## SOURCE DOCUMENT
• • • • • • •

# Forum Home Renovation The Garden Shed  Lysaght shed 4m wide 6m deep

## rocketmanphil

Hi all 
most probably been done before (sorry) 
i want to rebuild an old lysaght shed and will need council appoval for (barossa SA) this shed is the old square tube frame with the wooden pearlings and has the old (heavier) double v crimp iron on the sides with corrugated sheeting on the roof. 
does anybody know where i maybe able to locate any drawing for this shed ? or can one be supplied that is from another shed builder (older type)  I do know that this shed is one of hundreds that the old (south aussie) Housing Trust were putting up on all of their Maisonette properties (2 house's joined together) especially around Kilburn area 
any help would be appreciated or advice  
cheers RMP  :Biggrin:

----------


## pinger

Hi Phil 
I guess you could try the housing trust but you'd be lucky to have any help from them. As the houses sound like they were government build it may be unlikely that any private individuals have plans, or copies of plans.  
It is probably going to need to be drawn up again probably, which in and of itself is not a big thing (draftee or you could have a go yourself).  
The bigger thing will be to get someone to determine the structural members etc and detail it and sign off on the drawings(engineer).

----------


## Shedblog.com.au

> old (south aussie) Housing Trust

  The Advertiser newspaper used to have a that column in it where people who were looking for things or answers used to write into to...does it exist still? that could be a source for you. 
Perhaps using the power of social media and getting folks to ask around on Facebook?? 
Some Govt departments have archival sections, I'd start by calling direct (if you haven't done so already) 
cheers, Dave

----------

• • • • • • •

## LISTED RECORDS
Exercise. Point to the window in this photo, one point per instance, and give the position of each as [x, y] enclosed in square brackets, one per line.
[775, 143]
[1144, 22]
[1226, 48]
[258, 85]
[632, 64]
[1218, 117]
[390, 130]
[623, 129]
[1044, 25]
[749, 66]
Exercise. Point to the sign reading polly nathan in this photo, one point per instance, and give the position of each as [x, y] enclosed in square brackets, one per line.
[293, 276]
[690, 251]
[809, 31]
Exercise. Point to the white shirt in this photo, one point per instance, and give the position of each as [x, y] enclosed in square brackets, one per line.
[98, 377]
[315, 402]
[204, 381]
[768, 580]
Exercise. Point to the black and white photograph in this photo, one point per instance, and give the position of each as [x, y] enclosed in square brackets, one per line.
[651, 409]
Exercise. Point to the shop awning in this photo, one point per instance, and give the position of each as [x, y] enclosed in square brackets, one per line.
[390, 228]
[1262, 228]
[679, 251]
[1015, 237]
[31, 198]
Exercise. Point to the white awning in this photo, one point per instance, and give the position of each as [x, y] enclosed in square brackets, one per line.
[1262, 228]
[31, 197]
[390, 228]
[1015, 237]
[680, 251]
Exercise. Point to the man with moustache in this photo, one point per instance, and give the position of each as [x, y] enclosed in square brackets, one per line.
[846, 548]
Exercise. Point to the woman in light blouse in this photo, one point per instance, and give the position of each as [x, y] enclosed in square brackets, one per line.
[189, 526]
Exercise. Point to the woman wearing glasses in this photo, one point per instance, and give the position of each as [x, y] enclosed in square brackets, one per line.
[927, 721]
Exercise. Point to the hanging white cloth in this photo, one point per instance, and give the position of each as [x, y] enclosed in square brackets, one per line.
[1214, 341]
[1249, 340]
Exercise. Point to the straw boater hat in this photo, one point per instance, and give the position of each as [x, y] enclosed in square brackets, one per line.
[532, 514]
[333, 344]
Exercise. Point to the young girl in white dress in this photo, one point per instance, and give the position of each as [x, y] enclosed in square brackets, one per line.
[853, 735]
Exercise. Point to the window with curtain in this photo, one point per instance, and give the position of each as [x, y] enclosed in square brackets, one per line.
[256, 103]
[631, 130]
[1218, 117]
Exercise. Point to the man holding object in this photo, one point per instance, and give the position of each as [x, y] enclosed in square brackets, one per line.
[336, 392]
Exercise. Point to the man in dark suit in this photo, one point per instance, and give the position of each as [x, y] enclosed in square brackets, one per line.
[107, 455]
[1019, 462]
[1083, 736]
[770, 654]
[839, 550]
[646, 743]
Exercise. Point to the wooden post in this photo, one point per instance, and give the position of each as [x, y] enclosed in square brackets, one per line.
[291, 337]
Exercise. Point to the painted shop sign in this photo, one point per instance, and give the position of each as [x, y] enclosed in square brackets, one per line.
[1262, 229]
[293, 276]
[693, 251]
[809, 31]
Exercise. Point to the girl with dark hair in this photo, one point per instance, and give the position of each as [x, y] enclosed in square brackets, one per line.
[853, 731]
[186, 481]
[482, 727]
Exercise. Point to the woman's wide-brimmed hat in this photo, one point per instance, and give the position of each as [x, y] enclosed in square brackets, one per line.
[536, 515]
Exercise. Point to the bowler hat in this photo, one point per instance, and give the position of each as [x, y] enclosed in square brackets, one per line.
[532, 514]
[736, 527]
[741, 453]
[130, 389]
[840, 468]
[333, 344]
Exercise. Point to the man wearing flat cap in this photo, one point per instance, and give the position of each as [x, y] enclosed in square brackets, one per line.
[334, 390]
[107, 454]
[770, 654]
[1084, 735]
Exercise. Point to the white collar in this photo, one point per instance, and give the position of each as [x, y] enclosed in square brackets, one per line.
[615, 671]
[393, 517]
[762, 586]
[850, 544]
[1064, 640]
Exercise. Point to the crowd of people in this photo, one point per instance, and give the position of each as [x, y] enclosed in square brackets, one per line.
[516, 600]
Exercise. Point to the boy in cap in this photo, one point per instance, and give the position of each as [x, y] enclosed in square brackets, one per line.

• • • • • • •

## SET OF TASKS
• 1. From the Lysaght shed thread above, copy the passage exactly, beginning at the words "The Advertiser newspaper" and stopping after "source for you.".
• 2. Using the Lysaght shed thread above, state whether each statement agrees with it. Answer yes or no, and quote the deciding words exactly.
(a) The shed has double V crimp iron on its roof.
(b) pinger says someone should sign off on the drawings.
(c) Dave suggests calling government departments directly.

## CORRECT ANSWERS
• 1.
The Advertiser newspaper used to have a that column in it where people who were looking for things or answers used to write into to...does it exist still? that could be a source for you.

• 2.
(a) No: "has the old (heavier) double v crimp iron on the sides with corrugated sheeting on the roof"
(b) Yes: "The bigger thing will be to get someone to determine the structural members etc and detail it and sign off on the drawings(engineer)."
(c) Yes: "Some Govt departments have archival sections, I'd start by calling direct"